**Problems to solve:**
a: Write out the passage on the Republican Women's Caucus word for word, between "The Republican Women's Caucus (RWC)" and "and the Senate.", inclusive.
b: Resume the article on the Republican Women's Caucus, starting right after its final sentence.

BEGIN Passage for review

The Republican Women's Caucus (RWC) is a congressional caucus composed of female Republican members of the United States Congress. It was established in 2025 during the 119th United States Congress and is co-chaired by Representative Kat Cammack and Senator Katie Britt.

The caucus consists of Republican women serving in both the House of Representatives and the Senate.

== History ==
The Republican Women's Caucus was announced on March 26, 2025, by Representative Kat Cammack of Florida and Senator Katie Britt of Alabama. The caucus was launched at the White House during Women's History Month.

The caucus was created as a bicameral organization bringing together Republican women in Congress to coordinate legislative priorities and expand their role within party leadership.

Mary Bono had previously founded the Republican Women's Policy Committee (RWPC) on May 22, 2012. After Bono lost reelection that fall, Renee Ellmers took over as chair. Ellmers lost her 2016 primary, and the RWPC was not reformed at the end of her term.

END Passage for review
BEGIN Record extracts

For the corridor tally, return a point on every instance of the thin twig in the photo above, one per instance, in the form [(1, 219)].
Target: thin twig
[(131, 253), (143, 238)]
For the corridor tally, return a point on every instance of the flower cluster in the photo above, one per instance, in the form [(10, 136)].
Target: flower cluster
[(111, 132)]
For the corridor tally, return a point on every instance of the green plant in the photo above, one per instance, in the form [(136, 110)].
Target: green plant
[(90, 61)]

END Record extracts
BEGIN Record extracts

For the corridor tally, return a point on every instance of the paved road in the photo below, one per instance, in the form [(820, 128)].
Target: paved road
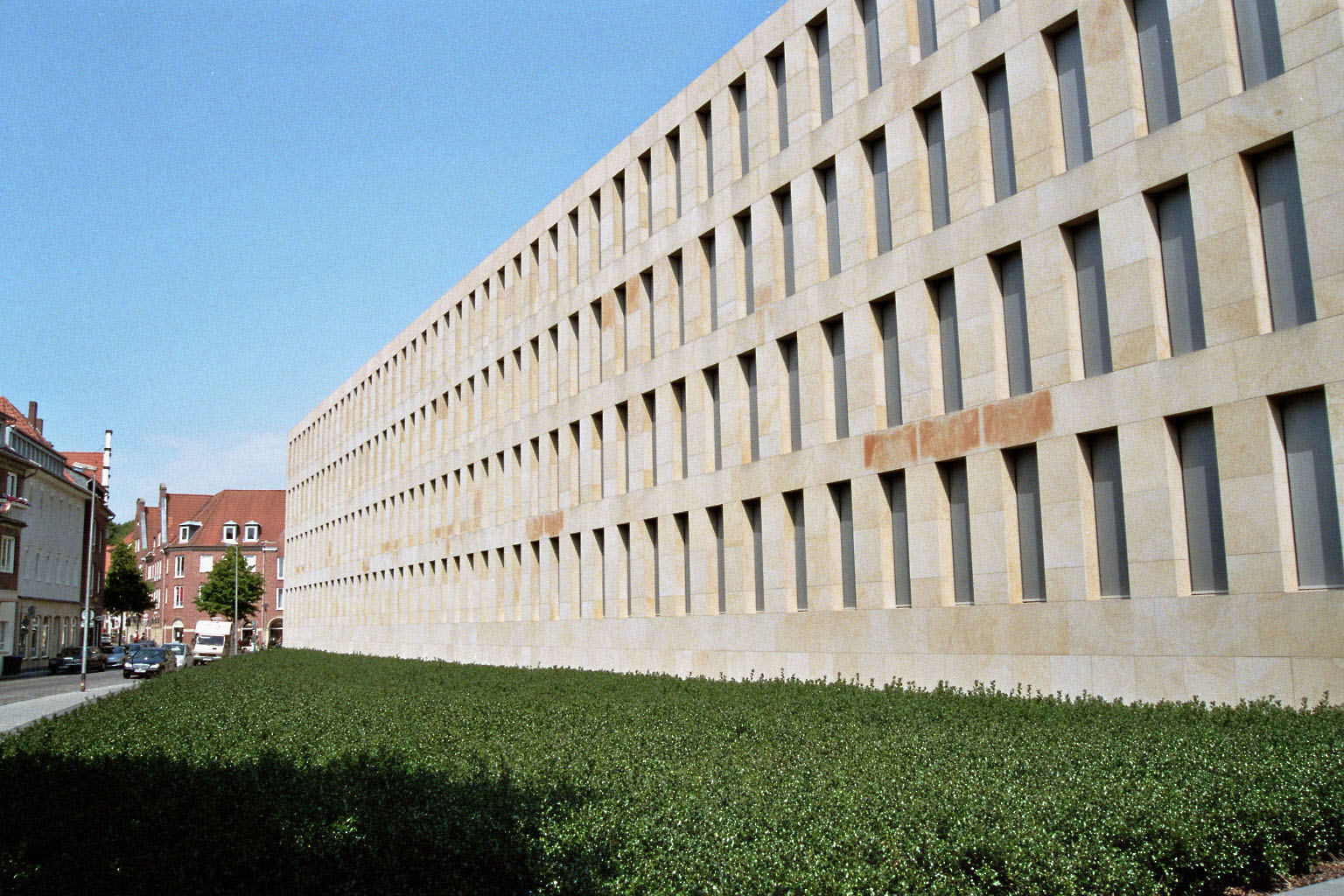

END Record extracts

**Numbered responses:**
a:
The Republican Women's Caucus (RWC) is a congressional caucus composed of female Republican members of the United States Congress. It was established in 2025 during the 119th United States Congress and is co-chaired by Representative Kat Cammack and Senator Katie Britt.

The caucus consists of Republican women serving in both the House of Representatives and the Senate.

b:
The caucus has a fund to support their members.

==Leadership==

| Start | End | Chair(s) | State | Chamber |
| March 26, 2025 | present | Katie Britt | AL | Senate |
| Kat Cammack | FL | House |

==Current members==
As of April 2026 the caucus has 28 representatives, 10 senators, and 2 non-voting delegates.

===United States Senate===
Alabama
- Katie Britt (R-AL)

Alaska
- Lisa Murkowski (R-AK)

Florida
- Ashley Moody (R-FL)

Iowa
- Joni Ernst (R-IA)

Maine
- Susan Collins (R-ME)

Mississippi
- Cindy Hyde-Smith (R-MS)

Nebraska
- Deb Fischer (R-NE)

Tennessee
- Marsha Blackburn (R-TN)

West Virginia
- Shelley Moore Capito (R-WV)

Wyoming
- Cynthia Lummis (R-WY)

===United States House of Representatives===
California
- Young Kim (CA-40) (R)

Colorado
- Lauren Boebert (CO-4) (R)

Florida
- Kat Cammack (FL-3) (R)
- Anna Paulina Luna (FL-13) (R)
- Laurel Lee (FL-15) (R)
- Maria Elvira Salazar (FL-27) (R)

Illinois
- Mary Miller (IL-15) (R)

Indiana
- Victoria Spartz (IN-5) (R)
- Erin Houchin (IN-9) (R)

Iowa
- Mariannette Miller-Meeks (IA-1) (R)
- Ashley Hinson (IA-2) (R)

Louisiana
- Julia Letlow (LA-5) (R)

Michigan
- Lisa McClain (MI-9) (R)

Minnesota
- Michelle Fischbach (MN-7) (R)

Missouri
- Ann Wagner (MO-2) (R)

New York
- Nicole Malliotakis (NY-11) (R)
- Claudia Tenney (NY-24) (R)

North Carolina
- Virginia Foxx (NC-5) (R)

North Dakota
- Julie Fedorchak (ND) (R)

Oklahoma
- Stephanie Bice (OK-5) (R)

South Carolina
- Sheri Biggs (SC-3 (R)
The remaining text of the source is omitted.